Problem requirements: Look for "Return one point per instance of the blue area" in the entries below. Then write out exactly the line that holds it and every line after it, to the last, and nothing else.

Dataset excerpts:
##############################
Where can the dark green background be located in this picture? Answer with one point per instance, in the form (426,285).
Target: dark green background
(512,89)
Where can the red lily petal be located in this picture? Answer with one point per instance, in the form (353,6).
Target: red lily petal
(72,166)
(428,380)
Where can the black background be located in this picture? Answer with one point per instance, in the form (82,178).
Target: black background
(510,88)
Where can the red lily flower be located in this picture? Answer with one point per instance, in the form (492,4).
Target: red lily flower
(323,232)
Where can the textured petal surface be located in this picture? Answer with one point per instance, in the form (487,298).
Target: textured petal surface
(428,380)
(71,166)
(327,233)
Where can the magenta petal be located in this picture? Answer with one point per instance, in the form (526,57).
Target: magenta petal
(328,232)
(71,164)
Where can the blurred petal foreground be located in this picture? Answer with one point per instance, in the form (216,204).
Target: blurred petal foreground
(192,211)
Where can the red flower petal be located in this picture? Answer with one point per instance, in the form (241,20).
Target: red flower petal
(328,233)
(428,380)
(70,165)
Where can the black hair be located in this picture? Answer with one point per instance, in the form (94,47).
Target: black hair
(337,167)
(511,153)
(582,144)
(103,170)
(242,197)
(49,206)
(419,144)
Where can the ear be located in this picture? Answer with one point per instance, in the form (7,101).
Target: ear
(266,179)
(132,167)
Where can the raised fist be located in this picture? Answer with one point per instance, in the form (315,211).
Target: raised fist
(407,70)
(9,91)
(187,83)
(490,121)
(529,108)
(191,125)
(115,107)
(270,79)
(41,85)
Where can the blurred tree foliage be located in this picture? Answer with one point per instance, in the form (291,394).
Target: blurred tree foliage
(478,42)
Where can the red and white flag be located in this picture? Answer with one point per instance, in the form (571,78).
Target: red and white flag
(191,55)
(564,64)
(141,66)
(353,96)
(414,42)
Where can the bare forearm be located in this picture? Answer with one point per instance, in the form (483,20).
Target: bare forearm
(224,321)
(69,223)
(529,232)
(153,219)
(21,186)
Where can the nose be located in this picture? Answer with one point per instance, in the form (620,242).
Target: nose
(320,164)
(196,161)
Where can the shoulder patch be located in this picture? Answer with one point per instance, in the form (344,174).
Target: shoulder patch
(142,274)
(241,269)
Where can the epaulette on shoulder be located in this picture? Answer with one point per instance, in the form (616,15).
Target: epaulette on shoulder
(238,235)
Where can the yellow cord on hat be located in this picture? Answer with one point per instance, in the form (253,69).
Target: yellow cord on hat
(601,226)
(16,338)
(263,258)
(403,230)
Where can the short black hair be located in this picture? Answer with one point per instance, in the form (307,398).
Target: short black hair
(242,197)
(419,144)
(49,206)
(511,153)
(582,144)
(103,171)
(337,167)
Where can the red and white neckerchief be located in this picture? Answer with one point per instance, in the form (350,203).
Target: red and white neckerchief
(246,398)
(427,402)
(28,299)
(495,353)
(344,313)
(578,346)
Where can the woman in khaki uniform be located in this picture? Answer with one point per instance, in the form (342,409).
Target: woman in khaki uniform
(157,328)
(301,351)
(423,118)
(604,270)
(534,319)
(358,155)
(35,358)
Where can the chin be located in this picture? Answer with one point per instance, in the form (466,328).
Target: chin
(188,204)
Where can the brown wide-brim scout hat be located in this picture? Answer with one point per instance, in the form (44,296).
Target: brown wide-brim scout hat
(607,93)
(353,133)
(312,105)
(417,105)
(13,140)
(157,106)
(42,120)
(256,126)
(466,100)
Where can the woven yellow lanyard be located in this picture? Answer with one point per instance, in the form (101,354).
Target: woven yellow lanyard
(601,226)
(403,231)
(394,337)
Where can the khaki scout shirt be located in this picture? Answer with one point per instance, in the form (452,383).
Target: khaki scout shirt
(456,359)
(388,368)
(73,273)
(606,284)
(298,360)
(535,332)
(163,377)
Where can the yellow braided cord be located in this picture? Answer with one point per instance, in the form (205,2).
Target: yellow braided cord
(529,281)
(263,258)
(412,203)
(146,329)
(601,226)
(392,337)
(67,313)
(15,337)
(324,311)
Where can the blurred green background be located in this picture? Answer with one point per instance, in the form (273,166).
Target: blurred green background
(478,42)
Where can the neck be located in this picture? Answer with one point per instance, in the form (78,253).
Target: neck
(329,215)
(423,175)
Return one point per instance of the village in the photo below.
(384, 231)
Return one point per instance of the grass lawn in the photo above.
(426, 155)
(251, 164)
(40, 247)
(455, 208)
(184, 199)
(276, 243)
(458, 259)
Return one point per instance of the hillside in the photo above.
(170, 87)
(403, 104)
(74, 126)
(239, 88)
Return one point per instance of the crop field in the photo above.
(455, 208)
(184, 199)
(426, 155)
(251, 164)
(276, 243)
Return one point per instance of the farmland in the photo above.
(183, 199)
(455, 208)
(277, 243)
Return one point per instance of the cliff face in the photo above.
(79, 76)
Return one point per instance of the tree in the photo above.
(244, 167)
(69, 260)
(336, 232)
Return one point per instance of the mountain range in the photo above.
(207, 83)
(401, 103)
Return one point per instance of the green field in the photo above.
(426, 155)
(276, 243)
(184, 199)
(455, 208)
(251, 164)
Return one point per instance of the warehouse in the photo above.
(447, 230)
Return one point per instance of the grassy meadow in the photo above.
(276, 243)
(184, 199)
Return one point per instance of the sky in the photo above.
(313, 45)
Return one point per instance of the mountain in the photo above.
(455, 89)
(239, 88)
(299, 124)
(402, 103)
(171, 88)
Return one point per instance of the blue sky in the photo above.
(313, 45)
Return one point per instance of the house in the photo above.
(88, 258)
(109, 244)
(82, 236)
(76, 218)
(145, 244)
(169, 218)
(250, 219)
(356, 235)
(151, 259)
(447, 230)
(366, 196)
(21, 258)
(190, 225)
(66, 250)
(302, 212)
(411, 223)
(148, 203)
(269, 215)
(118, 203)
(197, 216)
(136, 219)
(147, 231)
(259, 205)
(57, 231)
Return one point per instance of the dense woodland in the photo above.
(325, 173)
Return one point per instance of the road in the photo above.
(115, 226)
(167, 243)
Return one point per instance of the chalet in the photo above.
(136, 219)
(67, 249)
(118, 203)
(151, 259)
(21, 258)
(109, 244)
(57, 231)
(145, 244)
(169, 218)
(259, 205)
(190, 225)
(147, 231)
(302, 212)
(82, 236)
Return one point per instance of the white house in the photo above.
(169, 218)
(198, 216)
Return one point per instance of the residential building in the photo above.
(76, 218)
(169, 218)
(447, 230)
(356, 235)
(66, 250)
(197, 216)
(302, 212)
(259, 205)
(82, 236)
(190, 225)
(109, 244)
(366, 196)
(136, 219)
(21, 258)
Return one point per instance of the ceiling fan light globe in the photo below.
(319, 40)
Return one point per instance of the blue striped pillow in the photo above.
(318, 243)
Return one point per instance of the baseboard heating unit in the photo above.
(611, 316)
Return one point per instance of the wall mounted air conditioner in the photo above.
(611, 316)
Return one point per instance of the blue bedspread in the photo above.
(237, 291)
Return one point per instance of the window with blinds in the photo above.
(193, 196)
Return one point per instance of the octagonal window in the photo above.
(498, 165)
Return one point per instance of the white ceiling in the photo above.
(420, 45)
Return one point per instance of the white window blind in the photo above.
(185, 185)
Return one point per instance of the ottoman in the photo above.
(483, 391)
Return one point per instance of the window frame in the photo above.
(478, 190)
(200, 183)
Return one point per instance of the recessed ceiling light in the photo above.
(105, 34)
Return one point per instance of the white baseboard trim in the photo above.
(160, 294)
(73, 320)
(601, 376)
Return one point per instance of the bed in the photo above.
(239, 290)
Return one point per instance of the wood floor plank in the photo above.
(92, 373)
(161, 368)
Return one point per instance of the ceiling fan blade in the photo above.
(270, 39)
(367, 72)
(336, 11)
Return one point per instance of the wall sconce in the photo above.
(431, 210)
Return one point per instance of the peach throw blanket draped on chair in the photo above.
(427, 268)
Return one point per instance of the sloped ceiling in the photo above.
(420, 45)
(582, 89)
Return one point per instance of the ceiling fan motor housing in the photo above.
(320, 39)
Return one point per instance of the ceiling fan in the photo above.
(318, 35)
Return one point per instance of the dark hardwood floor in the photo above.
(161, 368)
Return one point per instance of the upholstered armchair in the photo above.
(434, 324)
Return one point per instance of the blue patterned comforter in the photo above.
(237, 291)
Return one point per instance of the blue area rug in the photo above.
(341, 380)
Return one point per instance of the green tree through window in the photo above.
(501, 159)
##############################
Answer to this task:
Return one point per instance of the blue area rug in the photo above.
(341, 380)
Return one point per instance of the green tree through window in the photo above.
(501, 159)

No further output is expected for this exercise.